▸ Source document
════════
Apache Hadoop HDFS – An Introduction to HDFS
In this Hadoop tutorial, we will discuss World’s most reliable storage system – HDFS (Hadoop Distributed File System). HDFS is Hadoop’s storage layer which provides high availability, reliability and fault tolerance. It is anticipated that world’s 75% of data will be stored in Hadoop HDFS by the end of 2017. This tutorial will provide a complete overview of what is HDFS? This introductory guide will cover basics of HDFS, HDFS introduction, HDFS nodes, HDFS daemons, etc.
2. What is Hadoop HDFS?
Apache Hadoop HDFS is a distributed file system which provides redundant storage space for storing files which are huge in sizes; files which are in the range of Terabytes and Petabytes. In HDFS data is stored reliably. Files are broken into blocks and distributed across nodes in a cluster. After that each block is replicated, means copies of blocks are created on different machines. Hence if a machine goes down or gets crashed, then also we can easily retrieve and access our data from different machines. By default, 3 copies of a file are created on different machines. Hence it is highly fault-tolerant. HDFS provides faster file read and writes mechanism, as data is stored in different nodes in a cluster. Hence the user can easily access the data from any machine in a cluster. Hence HDFS is highly used as a platform for storing huge volume and different varieties of data worldwide.
Before working with HDFS you must have Hadoop installed and running, to install and configure Hadoop follow this Installation Guide.
If these professionals can make a switch to Big Data, so can you:
3. HDFS Nodes
HDFS has Master/slave architecture. There are two nodes in HDFS: Master and Slaves. The master node maintains various data storage and processing management services in distributed Hadoop clusters. The actual data in HDFS is stored in Slave nodes. Data is also processed on the slave nodes.
Master is the centerpiece of HDFS. It stores the metadata of HDFS. All the information related to files stored in HDFS gets stored in Master. It also gives information about where across the cluster the file data is kept. Master contains information about the details of the blocks and its location for all files present in HDFS. The idea of constructing the file from blocks comes with the help of this information to the master. Master is the most critical part of HDFS and if all the masters get crashed or down then the HDFS cluster is also considered down and becomes useless.
════════
▸ The tasks
1. Transcribe the HDFS tutorial from "Master is the centerpiece" to "and becomes useless.".
2. Answer these questions from the HDFS tutorial:
(a) By default, how many copies of a file does HDFS create?
(b) In which nodes is the actual data in HDFS stored?
(c) What kind of data about HDFS does the Master store?
3. Decide whether each statement agrees with the HDFS tutorial. Give yes or no, with the words that settle it quoted from the text.
(a) Files in HDFS are split into blocks that are spread across the nodes of a cluster.
(b) HDFS processes data only on the master node.
(c) If all the masters crash, the HDFS cluster keeps running normally.
The listing after this plays no part in what you do.

▸ Material provided
════════
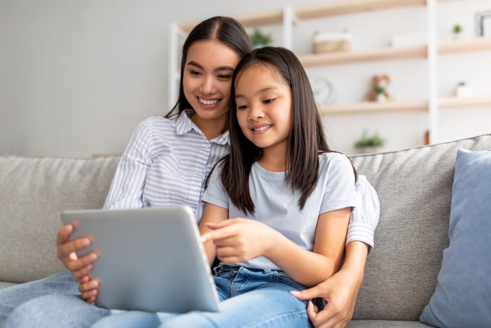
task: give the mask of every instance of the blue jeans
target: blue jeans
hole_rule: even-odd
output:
════════
▸ Task-by-task results
1.
Master is the centerpiece of HDFS. It stores the metadata of HDFS. All the information related to files stored in HDFS gets stored in Master. It also gives information about where across the cluster the file data is kept. Master contains information about the details of the blocks and its location for all files present in HDFS. The idea of constructing the file from blocks comes with the help of this information to the master. Master is the most critical part of HDFS and if all the masters get crashed or down then the HDFS cluster is also considered down and becomes useless.

2.
(a) 3 copies, on different machines.
(b) The Slave nodes.
(c) The metadata of HDFS.

3.
(a) Yes: "Files are broken into blocks and distributed across nodes in a cluster."
(b) No: "Data is also processed on the slave nodes."
(c) No: "if all the masters get crashed or down then the HDFS cluster is also considered down and becomes useless."